**TO DO:**
Locate every line in the records below that contains the word "clothing", and copy each such line in full.

**RECORDS:**
***
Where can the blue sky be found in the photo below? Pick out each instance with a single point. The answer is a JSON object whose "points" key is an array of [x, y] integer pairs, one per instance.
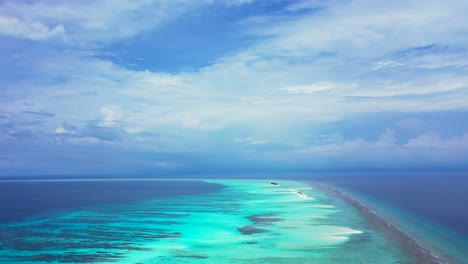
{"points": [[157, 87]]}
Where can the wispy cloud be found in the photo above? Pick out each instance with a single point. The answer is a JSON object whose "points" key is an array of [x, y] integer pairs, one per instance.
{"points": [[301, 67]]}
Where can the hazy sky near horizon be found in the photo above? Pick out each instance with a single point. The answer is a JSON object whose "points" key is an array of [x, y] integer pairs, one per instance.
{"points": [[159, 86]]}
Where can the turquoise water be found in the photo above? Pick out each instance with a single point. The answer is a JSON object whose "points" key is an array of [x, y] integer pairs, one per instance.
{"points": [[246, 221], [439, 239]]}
***
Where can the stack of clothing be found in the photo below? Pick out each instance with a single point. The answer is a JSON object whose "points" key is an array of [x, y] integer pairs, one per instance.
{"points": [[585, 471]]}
***
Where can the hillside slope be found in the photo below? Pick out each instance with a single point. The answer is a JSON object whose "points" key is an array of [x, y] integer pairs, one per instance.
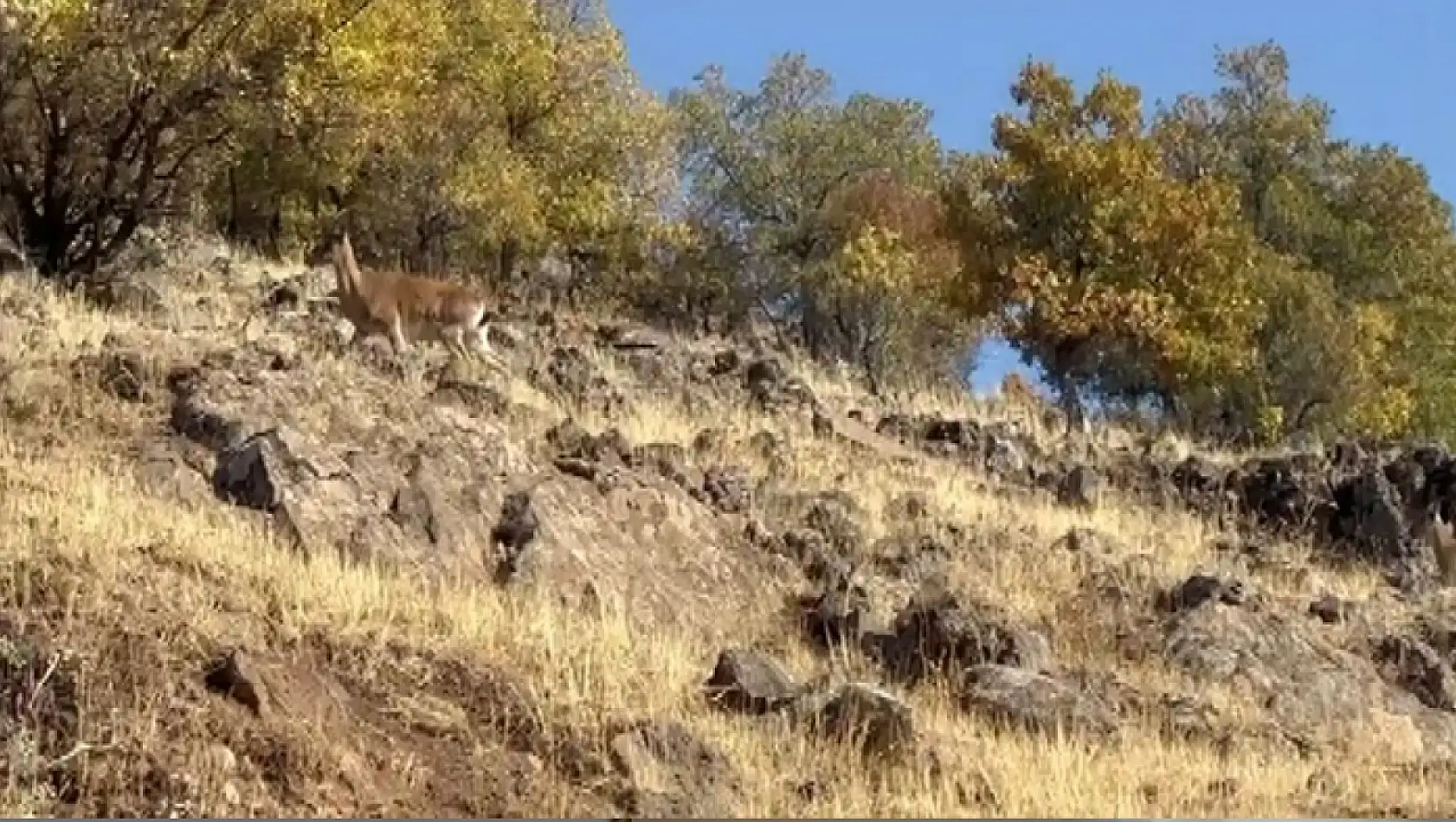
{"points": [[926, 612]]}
***
**SOLVED PROBLEM:**
Where can the stack of clothing be found in the photo below? Pick out each instance with a single point. The answer is a JSON object whose "points" key is an array of [x, y] integer pairs, one per instance.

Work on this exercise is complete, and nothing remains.